Find how many lines in the entries below carry the word "blue" and answer with only that figure.
-=-=-=-=-
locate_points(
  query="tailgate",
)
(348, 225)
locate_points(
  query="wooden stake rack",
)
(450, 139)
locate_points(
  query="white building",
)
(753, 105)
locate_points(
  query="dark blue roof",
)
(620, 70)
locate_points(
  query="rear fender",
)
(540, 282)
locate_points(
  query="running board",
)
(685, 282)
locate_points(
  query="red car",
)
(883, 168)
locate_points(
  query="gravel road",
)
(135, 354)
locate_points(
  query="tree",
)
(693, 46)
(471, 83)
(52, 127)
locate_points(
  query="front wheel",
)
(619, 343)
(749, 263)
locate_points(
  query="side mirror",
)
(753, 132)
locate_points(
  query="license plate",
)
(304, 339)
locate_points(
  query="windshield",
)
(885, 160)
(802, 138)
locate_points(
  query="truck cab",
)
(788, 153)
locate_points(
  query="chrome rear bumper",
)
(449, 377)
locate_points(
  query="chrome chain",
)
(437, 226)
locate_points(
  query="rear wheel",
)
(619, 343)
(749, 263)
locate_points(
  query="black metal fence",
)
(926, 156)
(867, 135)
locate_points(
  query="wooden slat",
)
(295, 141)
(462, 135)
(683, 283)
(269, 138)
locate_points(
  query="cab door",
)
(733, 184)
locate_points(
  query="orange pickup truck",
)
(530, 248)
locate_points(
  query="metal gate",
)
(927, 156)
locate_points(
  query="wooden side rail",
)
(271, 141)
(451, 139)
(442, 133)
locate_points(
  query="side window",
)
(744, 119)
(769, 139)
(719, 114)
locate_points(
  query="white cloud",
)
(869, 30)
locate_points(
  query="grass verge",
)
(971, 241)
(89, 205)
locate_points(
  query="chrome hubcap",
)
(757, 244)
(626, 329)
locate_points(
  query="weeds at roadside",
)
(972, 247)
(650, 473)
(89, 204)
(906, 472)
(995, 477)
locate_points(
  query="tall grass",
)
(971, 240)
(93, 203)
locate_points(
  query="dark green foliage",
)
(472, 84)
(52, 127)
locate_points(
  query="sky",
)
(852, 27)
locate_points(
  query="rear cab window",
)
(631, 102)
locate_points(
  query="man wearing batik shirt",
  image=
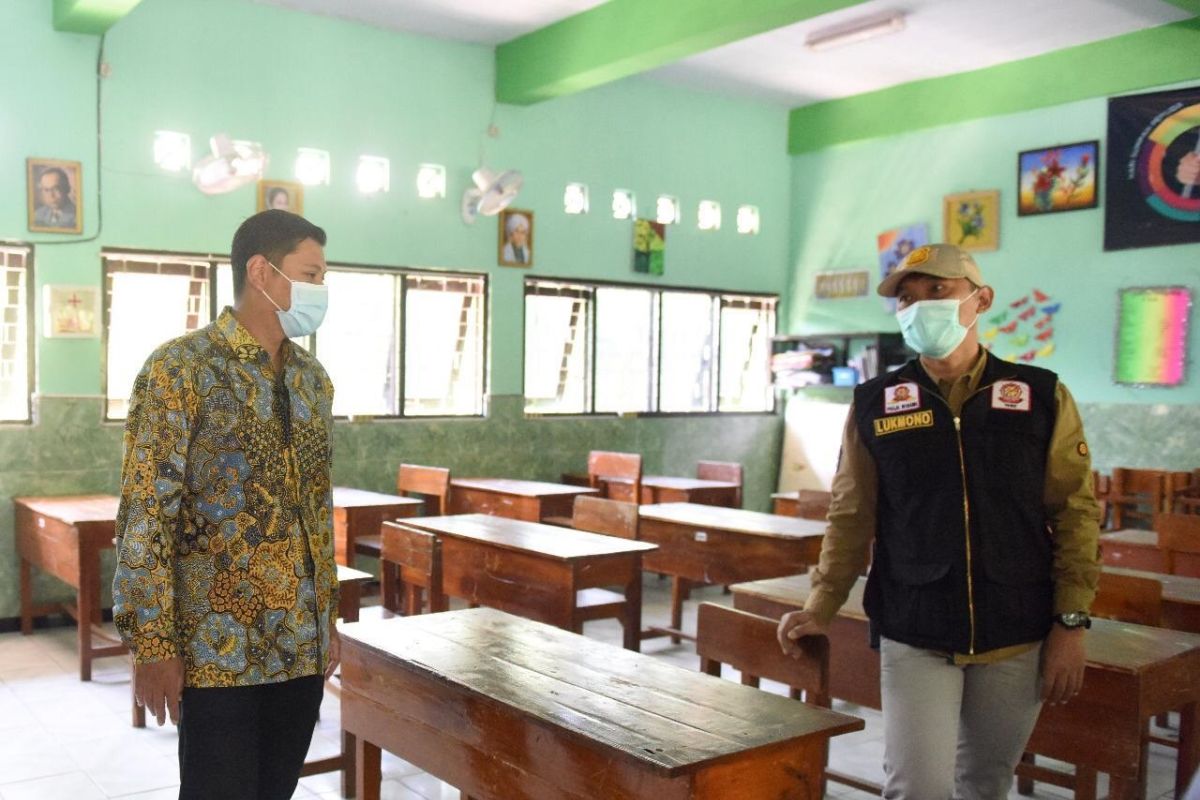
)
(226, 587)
-=-=-=-=-
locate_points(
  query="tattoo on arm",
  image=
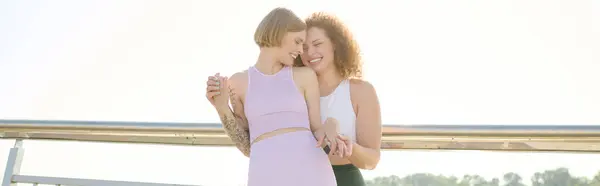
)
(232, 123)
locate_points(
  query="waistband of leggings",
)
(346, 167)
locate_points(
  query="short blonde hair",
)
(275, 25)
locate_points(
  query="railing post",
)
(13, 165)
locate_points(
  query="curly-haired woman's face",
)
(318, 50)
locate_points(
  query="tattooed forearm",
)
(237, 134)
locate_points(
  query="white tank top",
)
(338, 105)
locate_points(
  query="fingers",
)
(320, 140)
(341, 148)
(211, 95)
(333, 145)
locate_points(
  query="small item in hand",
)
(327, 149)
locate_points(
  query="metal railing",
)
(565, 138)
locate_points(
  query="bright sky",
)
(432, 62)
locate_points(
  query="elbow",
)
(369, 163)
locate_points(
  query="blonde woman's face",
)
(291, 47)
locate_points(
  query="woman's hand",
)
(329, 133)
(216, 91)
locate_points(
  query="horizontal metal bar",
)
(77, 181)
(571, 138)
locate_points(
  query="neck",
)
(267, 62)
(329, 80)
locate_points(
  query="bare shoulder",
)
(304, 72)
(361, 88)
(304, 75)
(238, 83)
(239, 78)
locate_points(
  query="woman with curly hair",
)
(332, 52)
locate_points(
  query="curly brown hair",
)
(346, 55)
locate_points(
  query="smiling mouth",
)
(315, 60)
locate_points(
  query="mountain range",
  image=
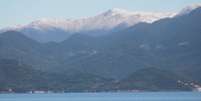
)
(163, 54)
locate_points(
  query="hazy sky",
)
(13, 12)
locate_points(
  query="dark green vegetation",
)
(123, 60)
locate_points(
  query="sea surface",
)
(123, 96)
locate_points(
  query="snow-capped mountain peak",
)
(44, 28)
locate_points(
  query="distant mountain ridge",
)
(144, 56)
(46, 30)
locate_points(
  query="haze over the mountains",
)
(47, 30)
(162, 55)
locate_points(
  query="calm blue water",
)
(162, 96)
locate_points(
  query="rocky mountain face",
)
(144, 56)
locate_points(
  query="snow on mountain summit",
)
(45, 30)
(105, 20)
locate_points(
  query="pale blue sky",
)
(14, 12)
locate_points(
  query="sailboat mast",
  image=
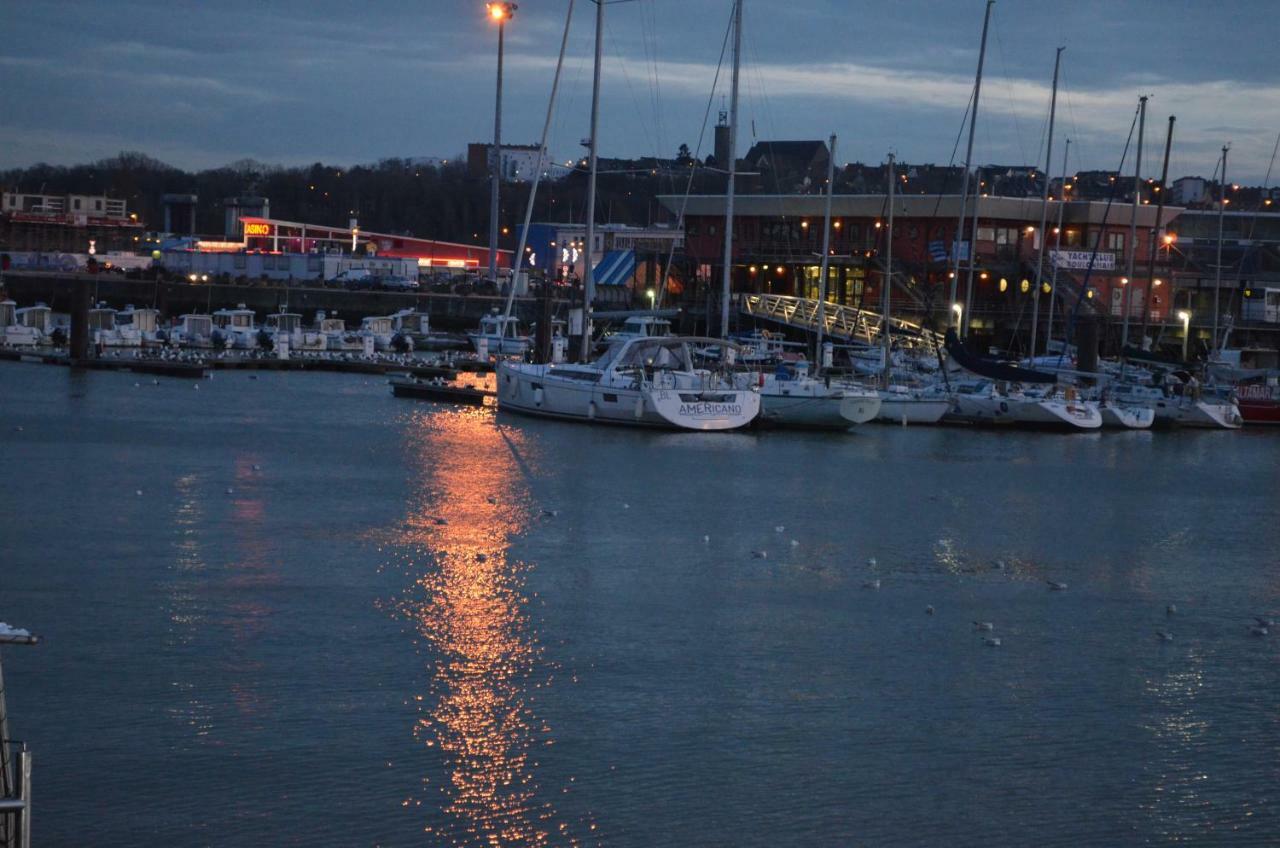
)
-=-=-=-=-
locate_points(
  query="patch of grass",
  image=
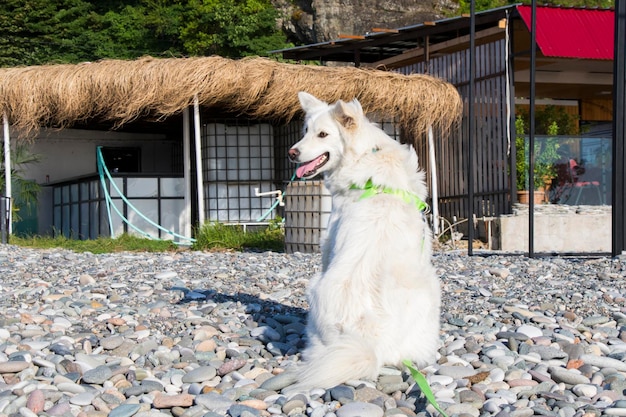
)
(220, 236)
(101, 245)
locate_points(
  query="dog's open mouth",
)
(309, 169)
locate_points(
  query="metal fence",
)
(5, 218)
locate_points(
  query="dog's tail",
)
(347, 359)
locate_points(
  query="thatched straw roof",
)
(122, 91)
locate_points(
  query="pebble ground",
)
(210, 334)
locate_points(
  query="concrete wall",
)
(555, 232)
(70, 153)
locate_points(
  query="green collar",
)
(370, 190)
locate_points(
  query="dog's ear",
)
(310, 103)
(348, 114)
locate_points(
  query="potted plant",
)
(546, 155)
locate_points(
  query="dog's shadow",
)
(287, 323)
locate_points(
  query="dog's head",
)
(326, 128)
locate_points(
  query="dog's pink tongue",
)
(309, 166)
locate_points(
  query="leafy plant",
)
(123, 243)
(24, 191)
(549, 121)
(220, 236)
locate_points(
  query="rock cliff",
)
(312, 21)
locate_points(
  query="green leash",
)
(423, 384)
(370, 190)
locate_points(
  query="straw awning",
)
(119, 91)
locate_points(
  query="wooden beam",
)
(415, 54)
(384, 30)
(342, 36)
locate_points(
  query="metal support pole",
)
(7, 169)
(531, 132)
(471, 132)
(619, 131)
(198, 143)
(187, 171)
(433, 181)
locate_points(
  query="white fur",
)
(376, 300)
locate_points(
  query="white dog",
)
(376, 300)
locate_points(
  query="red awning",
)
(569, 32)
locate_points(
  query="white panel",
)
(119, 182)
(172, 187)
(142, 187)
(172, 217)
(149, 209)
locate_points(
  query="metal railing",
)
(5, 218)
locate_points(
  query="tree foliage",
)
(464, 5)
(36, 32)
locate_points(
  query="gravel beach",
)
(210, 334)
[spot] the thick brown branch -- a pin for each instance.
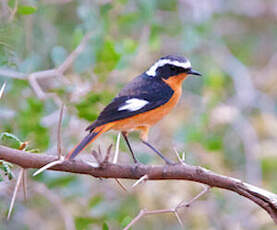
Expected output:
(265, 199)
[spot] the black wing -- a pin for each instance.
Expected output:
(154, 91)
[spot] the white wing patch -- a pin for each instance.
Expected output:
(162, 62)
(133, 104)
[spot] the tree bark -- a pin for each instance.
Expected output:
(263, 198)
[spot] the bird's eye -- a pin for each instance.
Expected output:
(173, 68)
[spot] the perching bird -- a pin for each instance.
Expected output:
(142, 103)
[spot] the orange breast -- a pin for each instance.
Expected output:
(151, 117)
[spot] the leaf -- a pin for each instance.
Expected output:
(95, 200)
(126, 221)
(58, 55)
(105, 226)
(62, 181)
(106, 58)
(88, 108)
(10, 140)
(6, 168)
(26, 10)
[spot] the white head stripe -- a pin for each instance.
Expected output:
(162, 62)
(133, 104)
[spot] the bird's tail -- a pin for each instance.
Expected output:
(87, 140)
-=-=-=-=-
▶ _Exercise response_: 3